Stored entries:

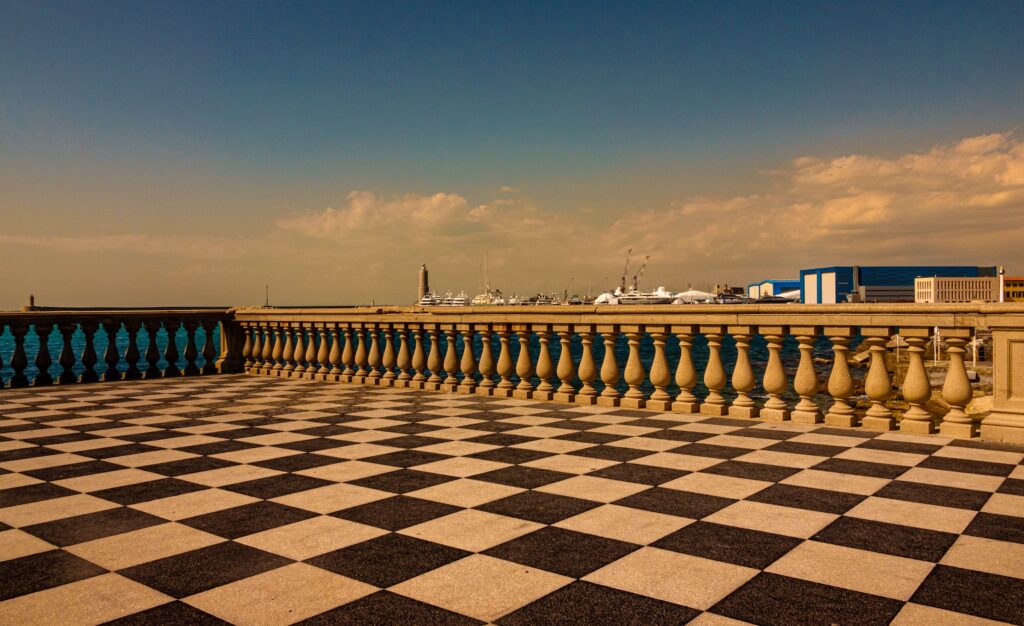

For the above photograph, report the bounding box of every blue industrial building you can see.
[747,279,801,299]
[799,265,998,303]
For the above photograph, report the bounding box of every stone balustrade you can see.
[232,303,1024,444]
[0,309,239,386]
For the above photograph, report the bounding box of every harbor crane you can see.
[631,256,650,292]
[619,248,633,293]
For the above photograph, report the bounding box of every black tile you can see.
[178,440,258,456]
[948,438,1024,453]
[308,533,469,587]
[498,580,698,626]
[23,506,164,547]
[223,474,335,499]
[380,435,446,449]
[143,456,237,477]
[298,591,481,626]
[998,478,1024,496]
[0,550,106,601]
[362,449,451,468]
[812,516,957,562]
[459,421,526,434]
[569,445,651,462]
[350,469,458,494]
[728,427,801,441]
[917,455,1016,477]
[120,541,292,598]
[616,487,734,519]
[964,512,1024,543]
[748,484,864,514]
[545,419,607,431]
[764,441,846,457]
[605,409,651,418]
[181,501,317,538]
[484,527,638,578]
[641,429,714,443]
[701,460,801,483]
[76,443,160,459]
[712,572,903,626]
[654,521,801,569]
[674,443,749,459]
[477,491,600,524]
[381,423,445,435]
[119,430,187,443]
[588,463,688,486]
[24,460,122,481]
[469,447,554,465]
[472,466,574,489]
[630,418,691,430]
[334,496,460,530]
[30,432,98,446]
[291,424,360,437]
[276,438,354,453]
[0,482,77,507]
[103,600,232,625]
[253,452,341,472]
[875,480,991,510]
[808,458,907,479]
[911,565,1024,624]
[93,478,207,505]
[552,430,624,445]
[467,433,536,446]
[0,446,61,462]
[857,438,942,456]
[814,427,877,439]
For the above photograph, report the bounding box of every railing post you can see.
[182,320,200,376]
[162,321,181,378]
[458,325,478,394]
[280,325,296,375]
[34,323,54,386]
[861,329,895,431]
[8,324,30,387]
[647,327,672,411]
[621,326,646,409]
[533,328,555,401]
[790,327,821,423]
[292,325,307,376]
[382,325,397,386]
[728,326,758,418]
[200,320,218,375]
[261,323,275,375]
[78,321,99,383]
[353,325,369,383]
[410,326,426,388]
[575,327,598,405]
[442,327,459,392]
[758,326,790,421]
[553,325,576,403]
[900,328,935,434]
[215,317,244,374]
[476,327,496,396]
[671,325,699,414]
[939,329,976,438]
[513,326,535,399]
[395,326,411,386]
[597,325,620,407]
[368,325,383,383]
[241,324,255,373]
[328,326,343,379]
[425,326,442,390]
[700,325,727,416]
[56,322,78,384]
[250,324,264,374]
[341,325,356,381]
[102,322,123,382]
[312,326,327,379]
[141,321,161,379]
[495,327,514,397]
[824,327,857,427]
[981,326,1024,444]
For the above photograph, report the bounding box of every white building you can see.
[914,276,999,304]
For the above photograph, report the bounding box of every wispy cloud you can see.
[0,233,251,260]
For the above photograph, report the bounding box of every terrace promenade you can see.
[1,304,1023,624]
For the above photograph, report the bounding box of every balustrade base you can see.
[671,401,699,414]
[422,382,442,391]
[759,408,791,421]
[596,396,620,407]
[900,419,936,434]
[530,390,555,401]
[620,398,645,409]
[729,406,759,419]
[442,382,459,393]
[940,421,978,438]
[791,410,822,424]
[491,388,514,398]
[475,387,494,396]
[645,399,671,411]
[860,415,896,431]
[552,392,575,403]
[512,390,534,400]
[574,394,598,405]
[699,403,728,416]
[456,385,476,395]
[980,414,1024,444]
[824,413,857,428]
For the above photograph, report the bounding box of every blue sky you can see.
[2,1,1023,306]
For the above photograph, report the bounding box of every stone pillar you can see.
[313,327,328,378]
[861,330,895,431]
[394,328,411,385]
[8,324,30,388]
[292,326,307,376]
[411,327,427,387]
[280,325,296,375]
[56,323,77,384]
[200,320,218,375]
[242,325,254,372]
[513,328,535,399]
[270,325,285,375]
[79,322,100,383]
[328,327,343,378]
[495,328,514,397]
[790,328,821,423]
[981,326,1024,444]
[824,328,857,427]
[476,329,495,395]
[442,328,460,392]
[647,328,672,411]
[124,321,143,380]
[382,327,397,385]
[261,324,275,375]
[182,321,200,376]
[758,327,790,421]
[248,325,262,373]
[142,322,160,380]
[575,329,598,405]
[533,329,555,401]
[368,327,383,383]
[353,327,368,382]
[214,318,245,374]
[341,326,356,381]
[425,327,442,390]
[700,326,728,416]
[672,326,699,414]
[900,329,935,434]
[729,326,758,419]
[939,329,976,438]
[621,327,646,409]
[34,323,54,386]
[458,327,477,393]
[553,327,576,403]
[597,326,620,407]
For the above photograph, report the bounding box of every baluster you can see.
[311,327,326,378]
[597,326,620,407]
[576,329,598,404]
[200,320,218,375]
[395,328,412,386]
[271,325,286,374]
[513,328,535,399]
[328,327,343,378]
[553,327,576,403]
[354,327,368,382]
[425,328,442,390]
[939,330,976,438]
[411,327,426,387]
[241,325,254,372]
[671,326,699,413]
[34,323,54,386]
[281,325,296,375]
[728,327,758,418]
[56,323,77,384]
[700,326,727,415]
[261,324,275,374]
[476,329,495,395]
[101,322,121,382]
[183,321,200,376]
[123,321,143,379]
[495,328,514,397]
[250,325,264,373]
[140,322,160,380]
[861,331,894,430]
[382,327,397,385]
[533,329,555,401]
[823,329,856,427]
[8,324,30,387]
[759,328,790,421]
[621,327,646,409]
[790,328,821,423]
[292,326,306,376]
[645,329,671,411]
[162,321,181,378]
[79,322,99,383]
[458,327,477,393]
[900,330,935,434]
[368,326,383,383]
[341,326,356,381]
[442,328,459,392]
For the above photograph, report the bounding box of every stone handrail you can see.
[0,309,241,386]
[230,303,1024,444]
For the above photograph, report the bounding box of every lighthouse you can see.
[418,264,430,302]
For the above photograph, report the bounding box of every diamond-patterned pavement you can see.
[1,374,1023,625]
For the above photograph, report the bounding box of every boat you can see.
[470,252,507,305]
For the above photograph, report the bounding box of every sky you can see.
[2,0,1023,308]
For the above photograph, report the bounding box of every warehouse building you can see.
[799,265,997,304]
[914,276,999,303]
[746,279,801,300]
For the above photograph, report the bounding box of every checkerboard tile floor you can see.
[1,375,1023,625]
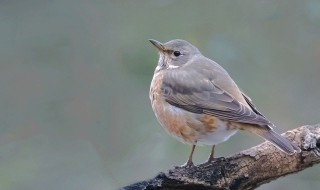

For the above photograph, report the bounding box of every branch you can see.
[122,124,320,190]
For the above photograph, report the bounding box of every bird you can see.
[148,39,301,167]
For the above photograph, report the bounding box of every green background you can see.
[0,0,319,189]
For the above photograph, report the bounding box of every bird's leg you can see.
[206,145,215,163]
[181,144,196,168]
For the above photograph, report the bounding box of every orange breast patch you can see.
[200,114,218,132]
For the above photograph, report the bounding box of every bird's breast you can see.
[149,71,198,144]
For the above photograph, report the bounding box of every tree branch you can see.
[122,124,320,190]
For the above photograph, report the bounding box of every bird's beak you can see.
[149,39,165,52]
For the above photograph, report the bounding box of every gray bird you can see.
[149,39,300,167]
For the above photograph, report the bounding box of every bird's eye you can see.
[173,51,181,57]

#### WHAT THIS TASK INVOLVES:
The lines from the one containing "For the above photograph, report the bounding box of every gray" through the end of the data are to be copied exactly, the first and last of them included.

#### RESPONSE AREA:
For the above photograph, report the bounding box of every gray bird you can see.
[149,39,300,167]
For the above photograph, report the bounding box of every bird's eye you can see.
[173,51,181,57]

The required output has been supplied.